Rows from a pointing dataset
****************
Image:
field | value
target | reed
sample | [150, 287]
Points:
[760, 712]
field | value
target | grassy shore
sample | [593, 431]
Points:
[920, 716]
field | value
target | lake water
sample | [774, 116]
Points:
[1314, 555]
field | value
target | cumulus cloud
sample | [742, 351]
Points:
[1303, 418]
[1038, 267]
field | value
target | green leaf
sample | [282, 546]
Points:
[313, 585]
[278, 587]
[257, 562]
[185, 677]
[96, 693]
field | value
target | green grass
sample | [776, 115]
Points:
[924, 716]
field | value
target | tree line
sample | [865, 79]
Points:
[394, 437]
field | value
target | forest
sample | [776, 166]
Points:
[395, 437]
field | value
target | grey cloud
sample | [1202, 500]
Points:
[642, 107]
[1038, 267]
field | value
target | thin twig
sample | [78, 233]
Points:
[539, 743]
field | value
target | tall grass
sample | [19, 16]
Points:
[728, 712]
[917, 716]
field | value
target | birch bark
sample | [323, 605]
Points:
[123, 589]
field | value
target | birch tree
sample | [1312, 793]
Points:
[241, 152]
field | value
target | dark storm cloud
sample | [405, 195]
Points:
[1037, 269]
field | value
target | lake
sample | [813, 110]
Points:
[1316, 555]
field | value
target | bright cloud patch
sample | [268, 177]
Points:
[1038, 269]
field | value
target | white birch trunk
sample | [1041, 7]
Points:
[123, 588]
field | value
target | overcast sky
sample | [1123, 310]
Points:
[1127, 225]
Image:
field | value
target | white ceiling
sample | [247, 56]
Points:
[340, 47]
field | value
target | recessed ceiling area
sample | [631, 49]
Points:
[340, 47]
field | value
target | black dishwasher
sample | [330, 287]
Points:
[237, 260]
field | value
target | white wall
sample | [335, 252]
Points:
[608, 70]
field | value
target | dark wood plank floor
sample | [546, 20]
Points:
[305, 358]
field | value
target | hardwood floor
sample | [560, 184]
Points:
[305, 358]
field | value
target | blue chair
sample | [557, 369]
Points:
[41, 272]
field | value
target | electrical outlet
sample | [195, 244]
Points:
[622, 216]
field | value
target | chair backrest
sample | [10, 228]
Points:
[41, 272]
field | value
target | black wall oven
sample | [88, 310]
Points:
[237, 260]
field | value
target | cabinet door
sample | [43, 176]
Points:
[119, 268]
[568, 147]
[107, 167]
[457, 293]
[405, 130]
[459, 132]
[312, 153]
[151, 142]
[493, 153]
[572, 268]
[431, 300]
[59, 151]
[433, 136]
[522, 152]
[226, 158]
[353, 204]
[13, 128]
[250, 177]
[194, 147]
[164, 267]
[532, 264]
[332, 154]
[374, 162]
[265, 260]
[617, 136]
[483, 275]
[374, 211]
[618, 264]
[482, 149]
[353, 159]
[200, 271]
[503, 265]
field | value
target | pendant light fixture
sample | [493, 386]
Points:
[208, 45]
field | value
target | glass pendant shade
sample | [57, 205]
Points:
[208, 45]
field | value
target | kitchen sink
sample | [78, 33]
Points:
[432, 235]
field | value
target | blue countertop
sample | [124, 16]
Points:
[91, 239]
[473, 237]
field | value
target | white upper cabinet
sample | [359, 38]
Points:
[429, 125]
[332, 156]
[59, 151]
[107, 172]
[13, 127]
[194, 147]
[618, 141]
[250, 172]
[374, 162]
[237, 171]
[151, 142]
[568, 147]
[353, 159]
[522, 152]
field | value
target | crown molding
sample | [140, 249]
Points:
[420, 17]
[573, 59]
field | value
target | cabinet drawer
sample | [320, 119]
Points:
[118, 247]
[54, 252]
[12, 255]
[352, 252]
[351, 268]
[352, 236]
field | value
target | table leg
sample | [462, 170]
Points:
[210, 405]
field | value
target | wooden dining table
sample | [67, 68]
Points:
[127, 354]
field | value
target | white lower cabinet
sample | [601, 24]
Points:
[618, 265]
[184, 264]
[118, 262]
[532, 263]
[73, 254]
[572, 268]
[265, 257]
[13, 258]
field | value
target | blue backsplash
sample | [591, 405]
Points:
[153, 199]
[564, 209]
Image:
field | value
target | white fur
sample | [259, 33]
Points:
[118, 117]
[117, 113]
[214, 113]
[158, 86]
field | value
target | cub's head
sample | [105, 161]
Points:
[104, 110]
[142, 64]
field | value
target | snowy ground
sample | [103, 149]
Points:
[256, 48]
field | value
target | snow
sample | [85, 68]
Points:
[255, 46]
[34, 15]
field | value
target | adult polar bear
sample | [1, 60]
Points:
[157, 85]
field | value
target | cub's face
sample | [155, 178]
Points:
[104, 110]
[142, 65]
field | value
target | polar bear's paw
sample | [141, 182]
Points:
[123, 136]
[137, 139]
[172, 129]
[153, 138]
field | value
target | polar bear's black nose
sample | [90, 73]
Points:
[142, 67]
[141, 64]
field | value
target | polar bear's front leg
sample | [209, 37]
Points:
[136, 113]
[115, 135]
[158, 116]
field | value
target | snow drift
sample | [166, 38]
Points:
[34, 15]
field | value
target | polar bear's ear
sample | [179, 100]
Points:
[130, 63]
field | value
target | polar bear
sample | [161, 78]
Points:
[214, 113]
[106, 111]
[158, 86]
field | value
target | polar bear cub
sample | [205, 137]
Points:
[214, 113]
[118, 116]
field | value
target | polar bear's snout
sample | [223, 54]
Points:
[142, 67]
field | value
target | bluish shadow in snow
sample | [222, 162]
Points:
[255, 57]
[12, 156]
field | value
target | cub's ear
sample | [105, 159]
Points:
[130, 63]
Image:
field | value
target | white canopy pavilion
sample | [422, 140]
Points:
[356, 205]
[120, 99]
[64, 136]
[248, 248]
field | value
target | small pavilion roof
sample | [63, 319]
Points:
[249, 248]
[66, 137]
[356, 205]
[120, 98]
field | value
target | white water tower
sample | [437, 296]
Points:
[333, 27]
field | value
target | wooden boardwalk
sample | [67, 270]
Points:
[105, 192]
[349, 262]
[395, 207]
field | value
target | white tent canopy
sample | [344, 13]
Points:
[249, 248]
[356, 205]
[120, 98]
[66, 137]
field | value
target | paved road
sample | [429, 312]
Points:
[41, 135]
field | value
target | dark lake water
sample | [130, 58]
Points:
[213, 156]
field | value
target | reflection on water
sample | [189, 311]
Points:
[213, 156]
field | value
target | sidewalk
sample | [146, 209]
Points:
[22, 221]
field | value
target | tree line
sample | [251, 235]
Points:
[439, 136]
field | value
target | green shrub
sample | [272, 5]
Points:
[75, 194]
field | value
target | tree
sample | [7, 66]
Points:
****************
§ **REQUEST**
Each line above is to be repeated exactly.

§ **FULL ANSWER**
Image:
field | value
target | reed
sample | [150, 287]
Points:
[760, 712]
field | value
target | grassy shore
sample | [593, 431]
Points:
[920, 716]
field | value
target | lake water
sample | [774, 116]
Points:
[1314, 555]
field | value
target | cumulus cloud
sample | [742, 351]
Points:
[1303, 418]
[1038, 267]
field | value
target | green leaf
sample | [282, 546]
Points:
[313, 585]
[278, 587]
[257, 562]
[185, 677]
[96, 693]
field | value
target | green grass
sample | [776, 115]
Points:
[924, 716]
field | value
target | tree line
sample | [865, 79]
Points:
[394, 437]
field | value
target | forest
sample | [776, 166]
Points:
[395, 437]
field | value
target | grey cloud
sample | [1202, 500]
Points:
[642, 107]
[1038, 267]
field | value
target | thin twig
sample | [78, 233]
Points:
[539, 743]
field | value
target | tall grass
sample | [19, 16]
Points:
[728, 712]
[917, 716]
field | value
target | birch bark
sample | [323, 605]
Points:
[123, 589]
field | value
target | birch tree
sample | [1312, 793]
Points:
[241, 152]
field | value
target | dark storm cloud
sample | [405, 195]
Points:
[1037, 269]
field | value
target | lake
sample | [813, 110]
Points:
[1316, 555]
field | value
target | bright cloud patch
sample | [268, 177]
Points:
[1038, 269]
field | value
target | white birch trunk
sample | [1041, 7]
Points:
[123, 588]
field | value
target | overcast sky
sample | [1123, 310]
Points:
[1127, 225]
Image:
field | value
target | white ceiling
sample | [247, 56]
Points:
[340, 47]
field | value
target | recessed ceiling area
sample | [631, 49]
Points:
[340, 47]
field | value
target | black dishwasher
sample | [330, 287]
Points:
[237, 260]
field | value
target | white wall
sample | [335, 252]
Points:
[608, 70]
field | value
target | dark wood plank floor
sample | [546, 20]
Points:
[305, 358]
field | value
target | hardwood floor
sample | [560, 184]
Points:
[305, 358]
field | value
target | blue chair
sample | [557, 369]
Points:
[41, 272]
field | value
target | electrical outlet
sample | [195, 244]
Points:
[622, 216]
field | value
target | chair backrest
sample | [10, 228]
Points:
[41, 272]
field | value
target | black wall oven
sample | [88, 310]
Points:
[237, 260]
field | value
target | cabinet door
sample | [43, 176]
Points:
[119, 268]
[568, 147]
[107, 167]
[457, 293]
[405, 130]
[459, 132]
[312, 153]
[151, 142]
[493, 153]
[572, 268]
[431, 300]
[59, 151]
[433, 136]
[522, 152]
[226, 158]
[353, 204]
[13, 128]
[250, 177]
[194, 147]
[164, 267]
[532, 264]
[332, 154]
[374, 162]
[265, 260]
[617, 136]
[483, 275]
[374, 211]
[618, 264]
[482, 149]
[353, 159]
[200, 271]
[503, 265]
field | value
target | pendant light fixture
sample | [493, 386]
Points:
[208, 45]
field | value
target | glass pendant shade
sample | [57, 205]
Points:
[208, 45]
field | value
target | kitchen sink
sample | [78, 33]
Points:
[432, 235]
field | value
target | blue countertop
sample | [124, 16]
Points:
[91, 239]
[473, 237]
field | value
target | white upper cabinet
sample | [359, 38]
Points:
[429, 125]
[332, 156]
[59, 151]
[107, 172]
[13, 127]
[194, 147]
[618, 141]
[250, 172]
[374, 162]
[237, 171]
[151, 142]
[568, 147]
[353, 159]
[522, 152]
field | value
target | crown molding
sample | [140, 249]
Points:
[420, 17]
[573, 59]
field | value
target | cabinet drawer
sample | [320, 119]
Points:
[118, 247]
[54, 252]
[12, 255]
[352, 252]
[351, 268]
[352, 236]
field | value
target | table leg
sample | [462, 170]
Points:
[210, 405]
field | value
target | wooden dining table
sample | [67, 68]
Points:
[127, 354]
field | value
target | white lower cabinet
sample | [601, 24]
Points:
[618, 265]
[184, 264]
[118, 262]
[532, 263]
[73, 254]
[572, 268]
[265, 257]
[13, 258]
field | value
target | blue backsplash
sample | [591, 405]
Points:
[153, 199]
[564, 209]
Image:
field | value
target | white fur
sample | [259, 33]
Points:
[118, 117]
[117, 113]
[214, 113]
[158, 86]
field | value
target | cub's head
sample | [105, 161]
Points:
[104, 110]
[142, 64]
field | value
target | snowy ground
sample | [103, 149]
Points:
[256, 48]
field | value
target | snow
sample | [85, 68]
Points:
[255, 46]
[34, 15]
field | value
target | adult polar bear
sample | [1, 60]
Points:
[157, 85]
field | value
target | cub's face
sample | [155, 178]
Points:
[104, 110]
[142, 65]
field | value
target | polar bear's paw
sample | [141, 182]
Points:
[123, 136]
[137, 139]
[172, 129]
[153, 138]
field | value
target | polar bear's black nose
sample | [90, 73]
Points:
[142, 67]
[141, 64]
field | value
target | polar bear's front leg
sample | [209, 37]
Points:
[136, 113]
[115, 135]
[158, 116]
field | value
target | snow drift
sample | [166, 38]
Points:
[34, 15]
field | value
target | polar bear's ear
sample | [179, 100]
Points:
[130, 63]
field | value
target | polar bear
sample | [161, 78]
Points:
[214, 113]
[106, 111]
[158, 86]
field | value
target | polar bear cub
sample | [205, 137]
Points:
[214, 113]
[118, 116]
field | value
target | polar bear's snout
sample | [223, 54]
Points:
[142, 67]
field | value
target | bluish shadow in snow
sample | [222, 162]
Points:
[255, 57]
[12, 156]
field | value
target | cub's ear
sample | [105, 159]
Points:
[130, 63]
Image:
field | value
target | white canopy pavilion
sample | [422, 140]
Points:
[356, 205]
[120, 99]
[64, 136]
[248, 248]
field | value
target | small pavilion roof
sample | [63, 319]
Points:
[249, 248]
[66, 137]
[356, 205]
[120, 98]
field | value
target | white water tower
sample | [437, 296]
Points:
[333, 27]
field | value
target | wooden boardwalk
sample | [67, 270]
Points:
[105, 192]
[349, 262]
[395, 207]
field | value
target | white tent canopy
sample | [344, 13]
Points:
[249, 248]
[356, 205]
[120, 98]
[66, 137]
field | value
target | paved road
sample | [429, 312]
Points:
[41, 135]
field | value
target | dark lake water
sample | [130, 58]
Points:
[213, 156]
field | value
target | reflection on water
sample | [189, 311]
Points:
[213, 156]
field | value
target | sidewalk
sample | [146, 209]
Points:
[22, 221]
field | value
target | tree line
sample | [251, 235]
Points:
[439, 136]
field | value
target | green shrub
sample | [272, 5]
Points:
[75, 194]
field | value
target | tree
sample | [7, 66]
Points:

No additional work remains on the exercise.